ET = TX_bitrate * (1 - (TX_retries + TX_errors) / TX_packets) * 0.65
Such technique has very large hysteresis which is good to avoid
flapping between different nodes.
In my MESH lab this formula works quite well.
Please ask any questions and feel free to criticize.


Also please note that ath10k tx_bitrate can be fetched from ath10k
firmware debugfs statistics. Even with 10.2 firmware.


Best Regards,
Lukonin Kirill
  
Marek Lindner June 25, 2019, 8:26 a.m. UTC | #11
On Thursday, 13 June 2019 04:50:44 HKT Кирилл Луконин wrote:
> So here is the algorithm. It has a structure we call matryoshka.
> ET - Expected_throughput.
> 
> 1) ET = TX_bitrate * Transmit_probability * Overhead_coefficient
> Transmit_probability is always less than 1 so Expected throughput
> can't be equal to the TX_bitrate. Overhead_coefficient is also should
> be less than 1
> 
> 2) Transmit_probability = 1 - Retry_probability - Error_probability
> 
> 3) Retry_probability = TX_retries / TX_packets
> 
> 4) Error_probability = TX_errors / TX_packets
> 
> 5) Overhead_coefficient for 802.11 is fair enough to be 0.65, but can
> be changed after additional testing.

• • • • •

## Problem set
1/ According to the excerpt on expected throughput, what value is proposed for the 802.11 overhead coefficient?
2/ Reproduce every one of the pointing-dataset entries below, word for word.

Rows from a pointing dataset
• • • • •

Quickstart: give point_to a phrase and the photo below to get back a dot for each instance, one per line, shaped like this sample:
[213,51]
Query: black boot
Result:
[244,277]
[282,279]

• • • • •

## Expected responses
1/ 0.65, which could be changed after additional testing.

2/
Quickstart: give point_to a phrase and the photo below to get back a dot for each instance, one per line, shaped like this sample:
[213,51]
Query: black boot
Result:
[244,277]
[282,279]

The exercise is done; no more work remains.